=== DOCUMENT PASSAGE ===
Richard Dawson Busk (21 June 1895 – 24 December 1961) was an English cricketer, a right-handed batsman who bowled right-arm fast. Most of his cricket was played at Minor Counties level for Dorset between 1912 and 1939, but he also appeared in first-class cricket for Hampshire in 1919 and then occasionally for amateur sides in the 1920s.

While still a schoolboy at Marlborough College, Busk made his county cricket debut for Dorset in the Minor Counties Championship against Berkshire in 1912. He played nine times for Dorset up to the 1914 match against Berkshire, which turned out to be the final match of the season for Dorset, with all the side's cricket then cancelled owing to the beginning of the First World War.

After the First World War, Busk made his first-class debut for Hampshire against the touring Australian Imperial Forces cricket team in 1919. He played one County Championship match for Hampshire in the same season, against Surrey. Busk took two wickets at a bowling average of 62.50.
===
→ **DIRECTION 1**: In the Busk biography, condense the paragraph beginning "While still a schoolboy" into a shorter version that keeps its main facts.
→ **DIRECTION 2**: Transcribe the part of the Busk biography between "Richard Dawson Busk" and "in the 1920s.", inclusive.
The entries after this text are separate material, unrelated to it.
=== ROWS ===
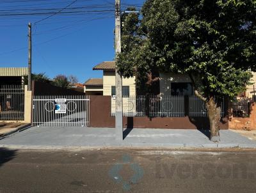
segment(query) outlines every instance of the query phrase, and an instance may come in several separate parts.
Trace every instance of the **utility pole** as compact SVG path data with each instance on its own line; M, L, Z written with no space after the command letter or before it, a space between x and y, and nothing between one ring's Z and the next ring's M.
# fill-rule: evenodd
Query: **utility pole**
M31 54L32 54L32 47L31 47L31 23L28 23L28 89L31 90Z
M115 0L115 52L121 52L121 6L120 0ZM122 94L122 80L116 66L116 102L115 123L116 139L123 141L123 99Z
===
→ **CORRECT RESULT 1**: As a Marlborough College schoolboy, Busk debuted for Dorset in the Minor Counties Championship against Berkshire in 1912. He played nine matches for Dorset through the 1914 game against Berkshire. That game was Dorset's last of the season, because the start of the First World War cancelled the rest of the side's cricket.

→ **CORRECT RESULT 2**:
Richard Dawson Busk (21 June 1895 – 24 December 1961) was an English cricketer, a right-handed batsman who bowled right-arm fast. Most of his cricket was played at Minor Counties level for Dorset between 1912 and 1939, but he also appeared in first-class cricket for Hampshire in 1919 and then occasionally for amateur sides in the 1920s.